Extrait fourni -
....

Depuis, la gestion par la direction des Ecologistes de cette crise, qui a mis fin à la carrière politique de l’une des figures de proue du parti, a été largement pointée du doigt ; deux enquêtes internes ont été successivement lancées, dont l’une doublée d’un appel à témoignage adressé à quelque 12 000 personnes. Une « procédure dégueulasse, détestable », selon Julien Bayou.

Dans un communiqué publié le 22 février, le parti indique « regretter que cette affaire, amplifiée par sa médiatisation, ait pu occasionner des souffrances et des conséquences négatives sur la vie de Julien Bayou ». Une réaction tardive et laconique pour certains adhérents, à l’image de la sénatrice Ghislaine Senée, ancienne présidente du groupe écologiste au conseil régional d’Ile-de-France, qui a claqué la porte du parti cette semaine.

Vous avez choisi de quitter les Ecologistes, envisagez-vous de rejoindre une autre formation politique ?

« J’ai effectivement décidé de quitter Les Ecologistes, même si certains le déplorent. Mon but n’est pas de rejoindre un autre parti, je continue de siéger au sein du groupe écologiste au Sénat, car mon combat reste avant tout l’écologie. J’ai attendu plusieurs jours avant de m’exprimer car je voulais être certaine de ma décision, mais plus j’avance et plus je pense qu’il faut dire les choses sur certains dysfonctionnements.

....

Données fournies -
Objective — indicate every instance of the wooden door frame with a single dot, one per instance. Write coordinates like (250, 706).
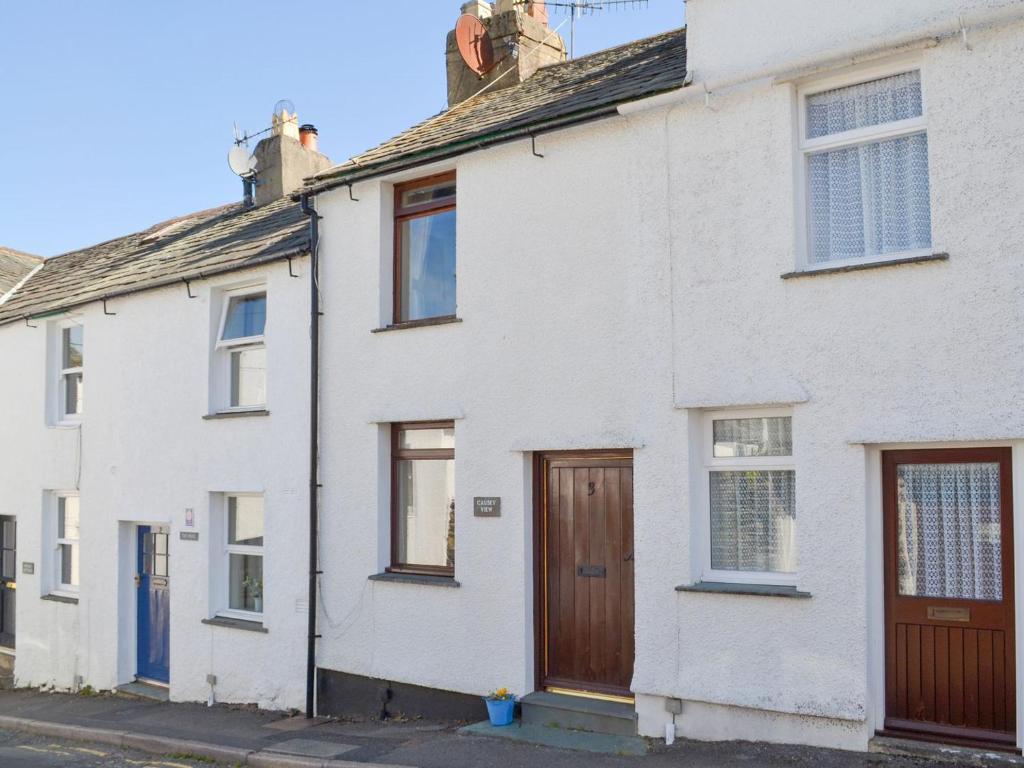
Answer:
(540, 459)
(888, 458)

....

Consigne A - D'après l'extrait fourni, à combien de personnes l'appel à témoignage a-t-il été adressé ?
Consigne B - Recopiez le passage de l'extrait fourni qui va de « Dans un communiqué » à « autre formation politique ? ».
Consigne C - Poursuivez l'extrait fourni sur la crise chez Les Ecologistes à partir de sa dernière phrase.

Réponse A - À quelque 12 000 personnes.

Réponse B -
Dans un communiqué publié le 22 février, le parti indique « regretter que cette affaire, amplifiée par sa médiatisation, ait pu occasionner des souffrances et des conséquences négatives sur la vie de Julien Bayou ». Une réaction tardive et laconique pour certains adhérents, à l’image de la sénatrice Ghislaine Senée, ancienne présidente du groupe écologiste au conseil régional d’Ile-de-France, qui a claqué la porte du parti cette semaine.

Vous avez choisi de quitter les Ecologistes, envisagez-vous de rejoindre une autre formation politique ?

Réponse C -
Vous liez votre décision à la réaction du parti après le classement sans suite de l’enquête visant Julien Bayou. Que reprochez-vous aux instances dirigeantes des Ecologistes ?

J’attendais beaucoup de la réaction du parti face à une décision de justice qui est très claire. D’autant que la veille, un comité politique avec été convoqué en urgence et nous avions été nombreux à prendre la parole pour dire qu’il fallait, le cas échéant, présenter des excuses officielles sur la manière dont Julien Bayou avait été traité. Finalement, le communiqué a mis plusieurs jours à sortir, et quand il est arrivé, j’ai estimé qu’il n’était pas du tout à la hauteur, sans doute parce qu’il y a eu certaines pressions.

 On n’attaque pas un homme qui a été innocenté 

Mon engagement a toujours été motivé par des valeurs et je suis profondément choquée de voir que le collectif n’est pas capable de reconnaître une décision de justice. On n’attaque pas un homme qui a été innocenté. Je précise que Julien Bayou n’est pas un ami, mais un simple collègue. [Ghislaine Senée a présidé le groupe de Julien Bayou au Conseil régional d’Ile-de-France de 2021 à 2023, ndlr].

Avez-vous parlé de votre décision à Marine Tondelier, la secrétaire nationale des Ecologistes ? A-t-elle essayé de vous retenir ?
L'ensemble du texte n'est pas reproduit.